_Goal_
Gather every line in the items below that contains the word "shirt".

_Task data_
=-=-=-=-=

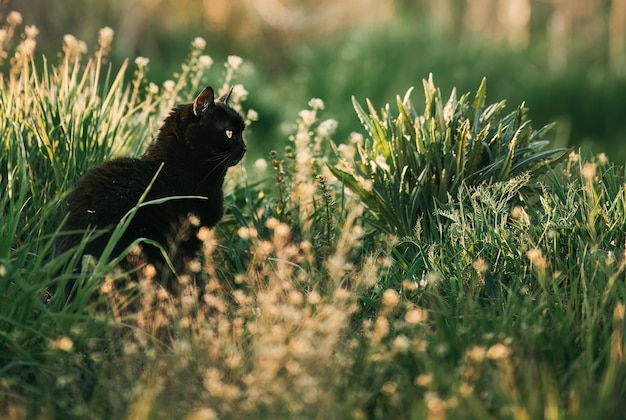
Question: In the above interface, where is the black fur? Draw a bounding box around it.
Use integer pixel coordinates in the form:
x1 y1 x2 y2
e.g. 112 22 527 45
55 87 246 288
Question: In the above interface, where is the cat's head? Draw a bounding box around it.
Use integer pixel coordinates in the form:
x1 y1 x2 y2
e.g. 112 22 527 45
185 86 246 166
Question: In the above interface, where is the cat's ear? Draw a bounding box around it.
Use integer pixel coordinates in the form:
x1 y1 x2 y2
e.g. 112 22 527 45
215 87 233 105
193 86 214 117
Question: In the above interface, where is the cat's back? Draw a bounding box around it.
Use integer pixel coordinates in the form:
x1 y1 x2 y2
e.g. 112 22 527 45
67 158 158 228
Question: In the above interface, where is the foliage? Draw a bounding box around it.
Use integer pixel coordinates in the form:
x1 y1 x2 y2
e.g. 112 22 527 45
330 75 568 239
0 16 626 419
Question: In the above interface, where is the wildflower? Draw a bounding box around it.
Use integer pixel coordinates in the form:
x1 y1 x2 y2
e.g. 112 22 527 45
472 258 489 276
198 54 213 68
231 84 248 103
163 80 176 92
24 25 39 42
372 155 389 172
18 38 37 57
526 248 548 270
135 56 150 69
226 55 243 70
7 10 22 26
381 289 400 310
486 343 511 360
381 381 398 397
298 109 316 126
53 336 74 352
191 36 206 50
413 373 432 387
246 109 259 121
306 290 322 305
467 346 487 363
393 335 411 352
63 34 87 60
309 98 324 110
511 206 530 225
237 226 250 240
98 26 115 51
317 118 338 137
337 143 356 161
148 82 159 95
254 158 267 171
404 308 428 324
581 163 598 182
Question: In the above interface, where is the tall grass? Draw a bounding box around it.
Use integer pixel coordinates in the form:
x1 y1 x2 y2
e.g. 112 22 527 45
0 13 626 419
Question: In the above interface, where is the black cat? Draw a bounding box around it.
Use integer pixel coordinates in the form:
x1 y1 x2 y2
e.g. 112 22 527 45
55 87 246 290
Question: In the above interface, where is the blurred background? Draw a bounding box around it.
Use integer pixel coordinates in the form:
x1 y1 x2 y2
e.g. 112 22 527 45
0 0 626 163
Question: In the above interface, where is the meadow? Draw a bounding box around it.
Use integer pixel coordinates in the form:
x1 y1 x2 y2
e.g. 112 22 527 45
0 16 626 419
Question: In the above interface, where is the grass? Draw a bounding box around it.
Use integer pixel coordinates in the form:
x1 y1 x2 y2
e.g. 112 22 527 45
0 17 626 419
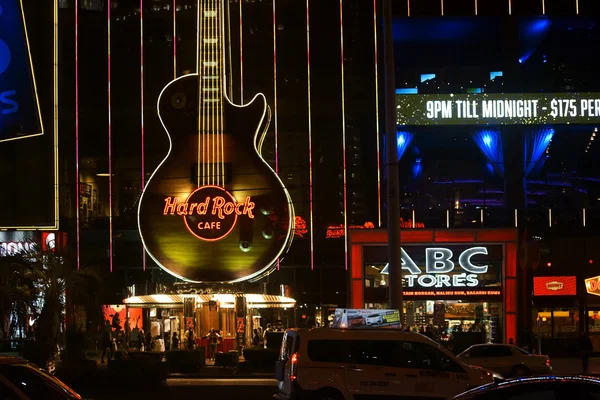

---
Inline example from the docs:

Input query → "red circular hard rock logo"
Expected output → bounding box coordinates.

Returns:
[163,186,255,241]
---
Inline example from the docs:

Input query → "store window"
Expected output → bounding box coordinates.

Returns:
[532,308,579,338]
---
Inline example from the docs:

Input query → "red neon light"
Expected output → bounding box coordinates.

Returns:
[294,215,308,238]
[170,185,255,242]
[306,0,315,270]
[172,0,177,79]
[106,0,113,272]
[585,276,600,296]
[340,0,348,271]
[75,0,81,270]
[533,276,576,296]
[140,0,146,271]
[402,290,502,297]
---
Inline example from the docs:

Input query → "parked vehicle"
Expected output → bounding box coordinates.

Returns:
[0,356,82,400]
[451,376,600,400]
[274,328,498,400]
[458,344,552,377]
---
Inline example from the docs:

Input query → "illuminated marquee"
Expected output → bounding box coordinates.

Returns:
[163,185,256,241]
[396,93,600,125]
[381,246,488,288]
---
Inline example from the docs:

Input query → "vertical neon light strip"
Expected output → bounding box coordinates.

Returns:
[306,0,315,270]
[273,0,280,271]
[106,0,113,272]
[75,0,81,270]
[373,0,381,228]
[273,0,279,174]
[140,0,146,271]
[173,0,177,79]
[340,0,348,271]
[240,0,244,105]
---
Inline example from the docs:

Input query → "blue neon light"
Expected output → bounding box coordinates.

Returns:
[396,131,415,161]
[396,88,419,94]
[523,128,554,176]
[421,74,435,83]
[0,0,42,141]
[412,158,423,179]
[519,16,552,64]
[473,129,504,176]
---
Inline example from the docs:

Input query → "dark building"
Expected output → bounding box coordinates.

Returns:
[0,0,600,340]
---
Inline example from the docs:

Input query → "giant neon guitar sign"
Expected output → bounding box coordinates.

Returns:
[138,0,295,282]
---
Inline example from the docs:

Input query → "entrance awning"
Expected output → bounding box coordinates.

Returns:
[123,293,296,308]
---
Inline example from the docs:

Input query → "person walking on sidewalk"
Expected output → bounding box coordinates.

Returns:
[204,328,221,360]
[579,332,594,373]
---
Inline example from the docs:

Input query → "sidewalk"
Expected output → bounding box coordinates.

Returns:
[550,357,600,377]
[87,353,274,379]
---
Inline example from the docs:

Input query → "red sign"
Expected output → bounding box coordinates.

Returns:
[533,276,577,296]
[163,185,255,242]
[585,276,600,296]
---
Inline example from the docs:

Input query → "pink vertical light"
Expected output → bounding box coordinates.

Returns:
[75,0,81,270]
[273,0,279,174]
[373,0,381,228]
[306,0,315,270]
[240,0,244,104]
[140,0,145,271]
[273,0,280,271]
[172,0,177,79]
[106,0,113,272]
[340,0,348,271]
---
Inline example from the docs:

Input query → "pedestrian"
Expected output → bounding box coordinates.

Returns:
[185,326,196,350]
[205,328,221,360]
[252,328,260,347]
[579,332,594,374]
[100,320,112,364]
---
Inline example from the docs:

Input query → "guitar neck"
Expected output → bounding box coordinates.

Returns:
[197,0,227,120]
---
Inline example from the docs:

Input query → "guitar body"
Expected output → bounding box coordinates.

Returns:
[138,74,294,282]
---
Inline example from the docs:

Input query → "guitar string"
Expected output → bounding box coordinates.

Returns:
[210,1,218,185]
[213,0,220,186]
[207,1,215,184]
[219,3,225,189]
[196,0,204,187]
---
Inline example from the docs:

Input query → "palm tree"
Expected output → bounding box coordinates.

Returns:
[10,241,101,366]
[0,254,39,338]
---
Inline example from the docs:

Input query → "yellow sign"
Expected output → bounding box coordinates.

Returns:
[585,276,600,296]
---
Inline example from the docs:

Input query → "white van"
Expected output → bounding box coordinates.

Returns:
[274,328,494,400]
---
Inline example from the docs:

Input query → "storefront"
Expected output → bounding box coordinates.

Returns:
[349,229,517,343]
[122,293,296,352]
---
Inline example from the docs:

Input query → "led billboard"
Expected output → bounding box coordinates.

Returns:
[396,93,600,125]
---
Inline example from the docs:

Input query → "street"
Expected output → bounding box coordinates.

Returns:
[80,378,277,400]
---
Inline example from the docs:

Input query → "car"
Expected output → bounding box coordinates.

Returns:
[458,344,552,377]
[274,328,494,400]
[366,314,383,326]
[451,375,600,400]
[0,356,83,400]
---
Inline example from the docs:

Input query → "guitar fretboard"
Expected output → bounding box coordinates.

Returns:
[198,0,224,123]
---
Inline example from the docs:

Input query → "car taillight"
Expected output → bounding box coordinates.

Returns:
[290,353,298,382]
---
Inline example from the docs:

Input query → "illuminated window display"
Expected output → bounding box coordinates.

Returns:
[350,229,517,343]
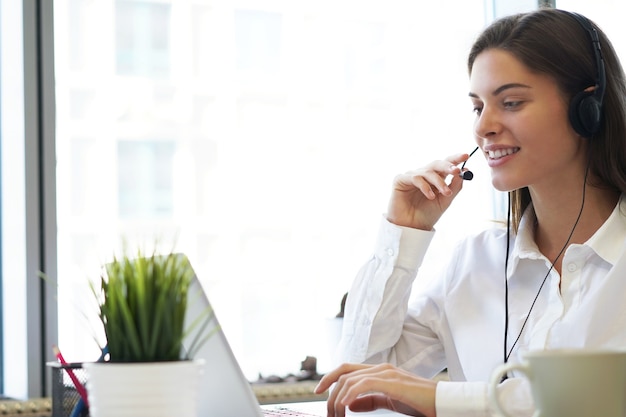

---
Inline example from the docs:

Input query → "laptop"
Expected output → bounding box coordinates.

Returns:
[183,255,401,417]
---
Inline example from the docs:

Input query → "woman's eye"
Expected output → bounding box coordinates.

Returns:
[504,101,522,109]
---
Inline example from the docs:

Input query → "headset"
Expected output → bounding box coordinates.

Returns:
[566,12,606,139]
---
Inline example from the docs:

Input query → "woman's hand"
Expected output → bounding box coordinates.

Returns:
[387,153,469,230]
[315,364,437,417]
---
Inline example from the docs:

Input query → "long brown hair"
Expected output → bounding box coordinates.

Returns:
[467,9,626,231]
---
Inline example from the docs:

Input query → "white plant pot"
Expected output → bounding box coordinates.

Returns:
[83,360,204,417]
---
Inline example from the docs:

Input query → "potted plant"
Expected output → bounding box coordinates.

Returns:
[84,252,215,417]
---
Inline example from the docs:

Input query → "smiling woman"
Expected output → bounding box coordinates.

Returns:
[0,0,560,402]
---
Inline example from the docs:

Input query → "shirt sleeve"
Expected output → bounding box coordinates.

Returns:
[338,218,434,364]
[435,378,535,417]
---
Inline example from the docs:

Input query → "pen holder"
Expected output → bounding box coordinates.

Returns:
[47,362,89,417]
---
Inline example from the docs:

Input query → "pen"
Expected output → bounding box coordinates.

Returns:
[70,345,109,417]
[52,345,89,407]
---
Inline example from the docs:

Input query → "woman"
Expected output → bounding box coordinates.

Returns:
[317,9,626,417]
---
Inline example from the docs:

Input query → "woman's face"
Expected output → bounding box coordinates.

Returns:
[470,49,585,191]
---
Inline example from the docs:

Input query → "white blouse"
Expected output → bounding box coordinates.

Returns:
[339,196,626,417]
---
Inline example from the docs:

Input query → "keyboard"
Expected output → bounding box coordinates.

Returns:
[263,407,320,417]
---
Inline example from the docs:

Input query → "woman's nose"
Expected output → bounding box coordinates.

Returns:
[474,107,502,139]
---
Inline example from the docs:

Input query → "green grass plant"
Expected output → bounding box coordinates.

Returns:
[92,252,216,362]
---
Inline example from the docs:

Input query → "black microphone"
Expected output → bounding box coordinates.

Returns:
[459,146,478,181]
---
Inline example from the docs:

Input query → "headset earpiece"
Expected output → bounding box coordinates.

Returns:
[569,91,602,138]
[567,12,606,139]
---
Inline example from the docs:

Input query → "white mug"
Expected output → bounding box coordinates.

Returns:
[489,349,626,417]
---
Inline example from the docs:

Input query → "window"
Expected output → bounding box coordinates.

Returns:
[55,0,490,379]
[0,0,560,397]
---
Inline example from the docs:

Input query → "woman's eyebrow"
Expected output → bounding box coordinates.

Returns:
[469,83,532,98]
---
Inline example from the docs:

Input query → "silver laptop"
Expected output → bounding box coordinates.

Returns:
[180,255,400,417]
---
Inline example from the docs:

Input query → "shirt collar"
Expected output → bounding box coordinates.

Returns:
[585,194,626,265]
[508,194,626,276]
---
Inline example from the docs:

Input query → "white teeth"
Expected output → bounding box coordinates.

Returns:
[489,148,519,159]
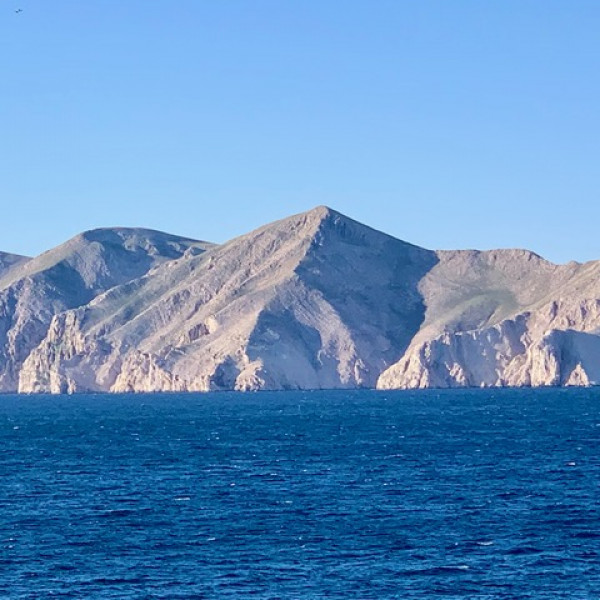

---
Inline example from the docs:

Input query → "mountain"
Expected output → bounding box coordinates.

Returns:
[0,206,600,393]
[20,207,435,392]
[378,251,600,389]
[0,228,210,392]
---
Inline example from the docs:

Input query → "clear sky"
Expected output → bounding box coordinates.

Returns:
[0,0,600,262]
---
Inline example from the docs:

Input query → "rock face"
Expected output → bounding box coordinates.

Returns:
[0,229,207,392]
[378,251,600,389]
[0,207,600,393]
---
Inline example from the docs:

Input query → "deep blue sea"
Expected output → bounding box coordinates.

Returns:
[0,389,600,600]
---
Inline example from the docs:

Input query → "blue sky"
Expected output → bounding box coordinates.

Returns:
[0,0,600,262]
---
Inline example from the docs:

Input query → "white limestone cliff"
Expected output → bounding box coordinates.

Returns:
[0,228,208,392]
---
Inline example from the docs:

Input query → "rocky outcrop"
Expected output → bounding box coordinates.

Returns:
[0,228,210,392]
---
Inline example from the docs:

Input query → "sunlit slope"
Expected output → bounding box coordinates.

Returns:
[0,228,211,391]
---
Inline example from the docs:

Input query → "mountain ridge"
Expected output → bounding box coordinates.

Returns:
[0,206,600,393]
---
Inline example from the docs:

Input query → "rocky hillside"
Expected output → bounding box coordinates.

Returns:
[0,207,600,393]
[0,228,210,392]
[19,207,436,392]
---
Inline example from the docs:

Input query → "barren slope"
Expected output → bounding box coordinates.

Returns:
[20,207,436,392]
[0,228,211,391]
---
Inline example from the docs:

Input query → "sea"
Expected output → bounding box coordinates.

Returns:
[0,388,600,600]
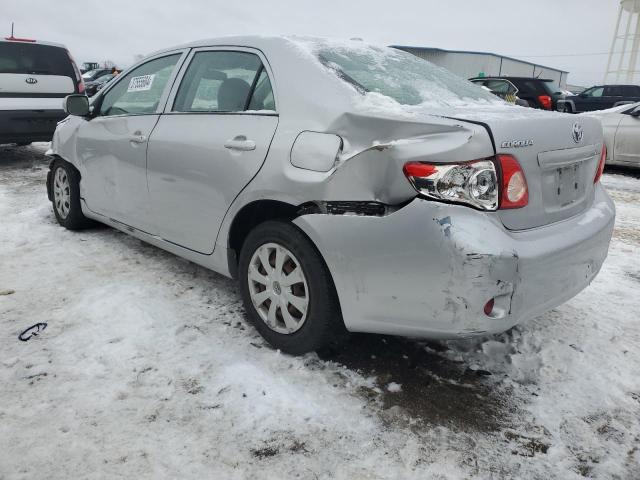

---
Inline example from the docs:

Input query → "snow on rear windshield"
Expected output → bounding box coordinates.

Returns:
[307,42,502,107]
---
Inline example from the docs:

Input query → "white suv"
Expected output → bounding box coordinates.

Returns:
[0,37,84,145]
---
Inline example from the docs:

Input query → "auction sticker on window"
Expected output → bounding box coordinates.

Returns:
[127,74,155,92]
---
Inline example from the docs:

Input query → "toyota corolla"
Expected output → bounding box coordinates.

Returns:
[47,37,615,354]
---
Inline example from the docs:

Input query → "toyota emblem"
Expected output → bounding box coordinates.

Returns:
[571,123,584,143]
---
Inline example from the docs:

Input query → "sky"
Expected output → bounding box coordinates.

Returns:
[0,0,619,86]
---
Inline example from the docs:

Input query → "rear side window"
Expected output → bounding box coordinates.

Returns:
[620,85,640,97]
[173,51,275,112]
[604,86,622,97]
[0,42,75,79]
[100,54,181,116]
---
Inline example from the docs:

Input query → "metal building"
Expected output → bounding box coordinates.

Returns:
[391,45,569,88]
[604,0,640,83]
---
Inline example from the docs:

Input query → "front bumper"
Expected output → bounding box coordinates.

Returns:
[294,185,615,338]
[0,110,67,143]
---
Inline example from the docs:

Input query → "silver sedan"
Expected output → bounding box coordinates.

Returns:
[47,37,614,354]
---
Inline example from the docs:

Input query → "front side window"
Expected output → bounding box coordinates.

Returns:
[100,54,181,116]
[173,51,275,112]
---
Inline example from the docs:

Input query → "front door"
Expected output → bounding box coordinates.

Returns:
[76,53,182,232]
[147,49,278,254]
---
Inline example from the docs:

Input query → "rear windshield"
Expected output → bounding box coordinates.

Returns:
[0,42,75,78]
[315,44,499,105]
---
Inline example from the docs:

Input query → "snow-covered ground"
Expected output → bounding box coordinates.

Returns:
[0,145,640,480]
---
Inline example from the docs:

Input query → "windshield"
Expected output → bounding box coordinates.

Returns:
[0,42,75,78]
[316,44,499,106]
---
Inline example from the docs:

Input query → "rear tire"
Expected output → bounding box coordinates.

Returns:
[238,221,346,355]
[51,160,94,230]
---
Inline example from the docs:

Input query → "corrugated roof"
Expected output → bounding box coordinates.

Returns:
[389,45,569,73]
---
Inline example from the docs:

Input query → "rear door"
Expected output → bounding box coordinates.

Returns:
[76,51,186,233]
[147,48,278,254]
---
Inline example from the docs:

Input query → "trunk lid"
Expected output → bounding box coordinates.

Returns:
[0,73,75,98]
[448,108,603,230]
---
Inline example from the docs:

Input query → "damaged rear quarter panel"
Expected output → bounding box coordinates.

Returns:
[294,199,519,338]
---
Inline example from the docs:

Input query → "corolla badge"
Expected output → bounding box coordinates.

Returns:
[571,122,584,143]
[500,139,533,148]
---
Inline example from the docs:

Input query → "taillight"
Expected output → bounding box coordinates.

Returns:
[403,159,498,210]
[4,34,36,43]
[402,155,529,210]
[593,143,607,183]
[538,95,552,110]
[67,50,85,93]
[497,155,529,209]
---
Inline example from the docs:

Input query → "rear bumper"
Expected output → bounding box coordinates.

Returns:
[0,110,67,143]
[295,185,615,338]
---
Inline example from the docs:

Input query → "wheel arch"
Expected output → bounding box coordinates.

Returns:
[227,199,302,278]
[47,153,82,201]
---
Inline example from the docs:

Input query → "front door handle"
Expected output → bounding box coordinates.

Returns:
[224,135,256,152]
[129,131,147,143]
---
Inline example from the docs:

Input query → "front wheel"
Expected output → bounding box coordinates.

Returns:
[238,221,346,355]
[50,160,93,230]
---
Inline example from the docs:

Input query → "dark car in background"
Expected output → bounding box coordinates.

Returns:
[84,73,113,97]
[469,76,565,110]
[0,37,84,145]
[475,78,529,107]
[82,68,111,83]
[558,85,640,113]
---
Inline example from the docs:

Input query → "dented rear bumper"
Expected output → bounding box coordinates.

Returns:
[295,185,615,338]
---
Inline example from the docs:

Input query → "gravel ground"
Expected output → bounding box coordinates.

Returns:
[0,144,640,480]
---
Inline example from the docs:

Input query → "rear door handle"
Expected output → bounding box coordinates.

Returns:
[129,132,147,143]
[224,135,256,152]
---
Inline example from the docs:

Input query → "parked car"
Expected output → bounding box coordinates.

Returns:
[0,37,84,145]
[80,62,100,73]
[85,73,113,97]
[584,103,640,167]
[47,37,614,354]
[469,77,564,110]
[558,85,640,113]
[475,79,529,107]
[82,68,111,83]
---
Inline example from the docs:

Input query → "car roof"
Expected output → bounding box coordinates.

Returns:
[469,75,554,82]
[148,35,298,56]
[0,37,67,49]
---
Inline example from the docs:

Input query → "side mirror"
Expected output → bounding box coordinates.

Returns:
[62,95,89,117]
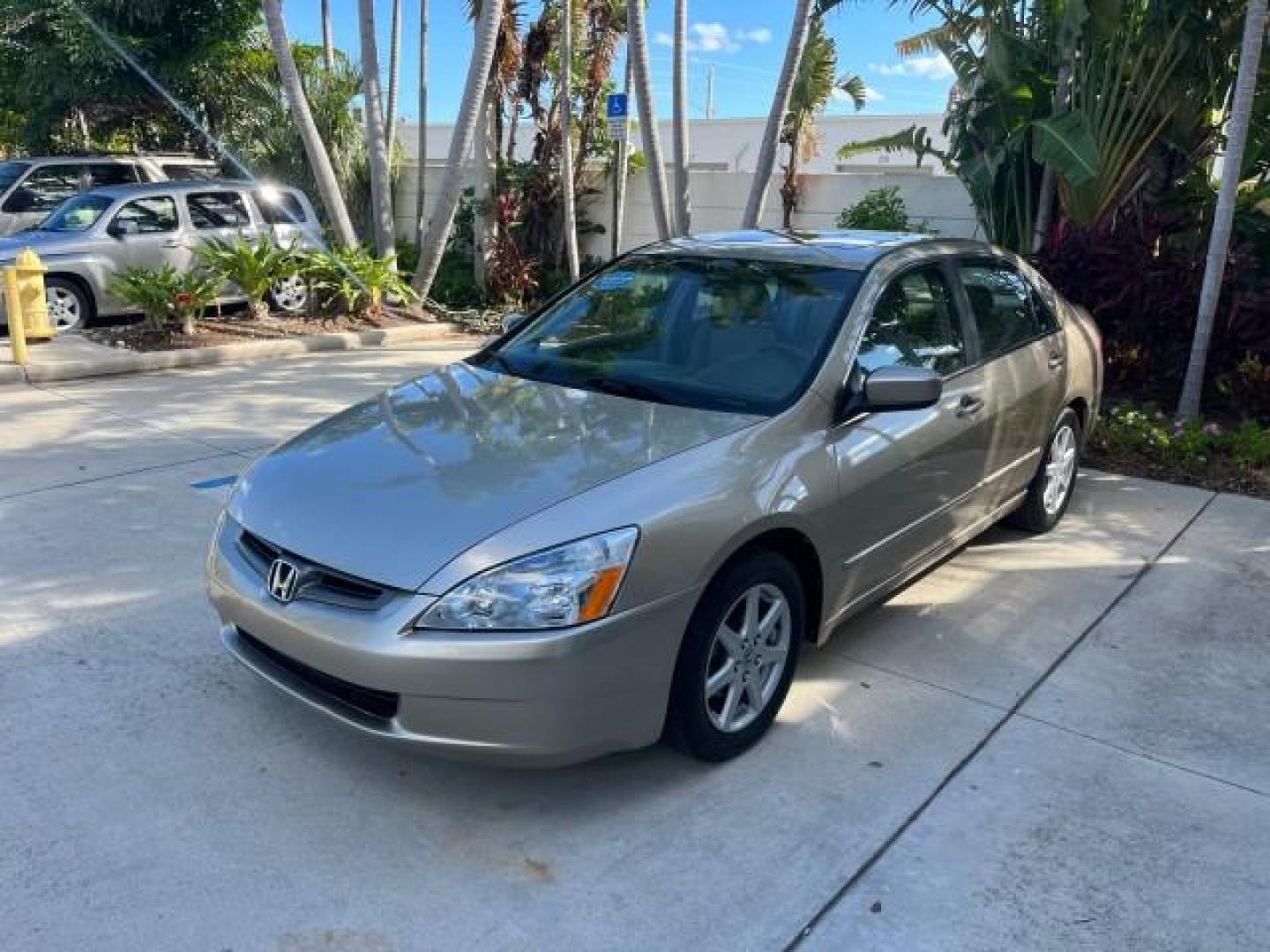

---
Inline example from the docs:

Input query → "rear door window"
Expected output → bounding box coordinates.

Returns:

=-=-=-=-=

_Solution to the exercise_
Input query → "shirt sleeve"
Input query → "shirt collar"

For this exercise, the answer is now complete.